DIRECTIONS FOR THIS TASK
Could you swap "white" for "gray" in the records, beginning at the line that has "Expected: a point placed on each instance of the white cloud" and stopping after the line that has "Expected: a point placed on each instance of the white building", and give back only those lines with everything else unchanged?

DATA EXTRACT
────────────────────────────────────────
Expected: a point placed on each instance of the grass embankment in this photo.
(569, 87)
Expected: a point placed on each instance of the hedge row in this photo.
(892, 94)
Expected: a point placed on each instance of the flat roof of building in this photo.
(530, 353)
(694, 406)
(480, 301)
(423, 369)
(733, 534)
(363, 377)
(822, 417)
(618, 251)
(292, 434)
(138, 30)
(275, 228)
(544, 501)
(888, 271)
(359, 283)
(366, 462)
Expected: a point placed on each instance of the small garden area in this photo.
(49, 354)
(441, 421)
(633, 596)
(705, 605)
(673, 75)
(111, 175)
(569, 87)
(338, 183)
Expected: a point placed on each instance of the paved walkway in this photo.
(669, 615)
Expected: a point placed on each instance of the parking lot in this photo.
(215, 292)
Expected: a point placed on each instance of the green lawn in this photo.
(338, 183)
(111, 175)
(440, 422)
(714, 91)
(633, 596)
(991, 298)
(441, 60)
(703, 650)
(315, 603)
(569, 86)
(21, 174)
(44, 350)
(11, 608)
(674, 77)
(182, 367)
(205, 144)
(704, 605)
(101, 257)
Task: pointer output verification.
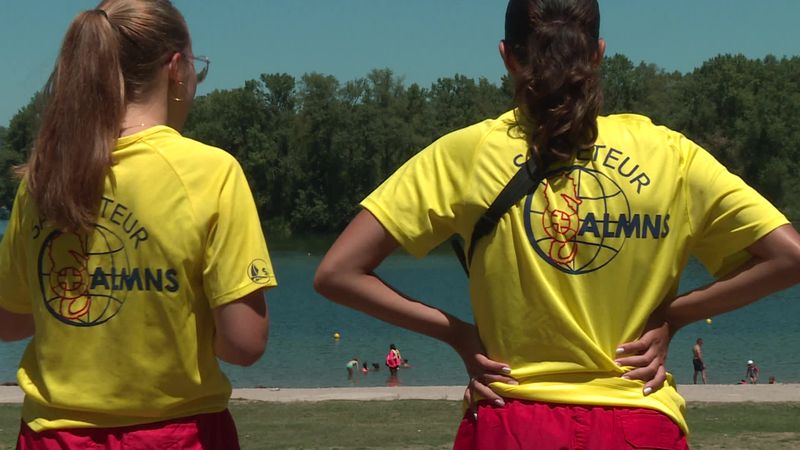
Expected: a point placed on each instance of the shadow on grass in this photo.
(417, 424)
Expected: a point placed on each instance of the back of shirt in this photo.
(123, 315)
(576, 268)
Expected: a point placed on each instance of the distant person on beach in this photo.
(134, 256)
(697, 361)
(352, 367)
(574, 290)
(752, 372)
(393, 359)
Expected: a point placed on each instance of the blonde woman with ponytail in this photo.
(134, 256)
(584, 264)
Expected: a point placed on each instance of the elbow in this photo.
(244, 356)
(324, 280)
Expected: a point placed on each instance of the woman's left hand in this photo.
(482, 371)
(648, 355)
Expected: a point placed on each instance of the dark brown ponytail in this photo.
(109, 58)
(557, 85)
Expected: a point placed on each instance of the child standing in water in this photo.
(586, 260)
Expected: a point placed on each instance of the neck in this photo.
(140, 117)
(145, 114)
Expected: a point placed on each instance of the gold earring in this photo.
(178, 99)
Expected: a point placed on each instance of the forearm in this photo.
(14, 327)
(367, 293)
────────────────────────────────────────
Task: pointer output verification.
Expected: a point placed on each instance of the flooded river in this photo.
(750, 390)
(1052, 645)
────────────────────────────────────────
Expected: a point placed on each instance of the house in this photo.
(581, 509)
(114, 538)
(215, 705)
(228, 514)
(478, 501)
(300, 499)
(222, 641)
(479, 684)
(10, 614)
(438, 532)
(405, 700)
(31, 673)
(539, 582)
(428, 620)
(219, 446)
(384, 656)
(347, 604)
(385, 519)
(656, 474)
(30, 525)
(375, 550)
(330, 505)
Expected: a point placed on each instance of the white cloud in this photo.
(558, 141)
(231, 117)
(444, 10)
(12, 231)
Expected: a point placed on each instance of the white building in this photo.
────────────────────────────────────────
ANSWER FOR THIS EXERCISE
Expected: a point placed on each instance of the gray cloud in this photo.
(558, 141)
(231, 117)
(444, 10)
(12, 231)
Expected: a point placed on each instance of the gray building in this photo.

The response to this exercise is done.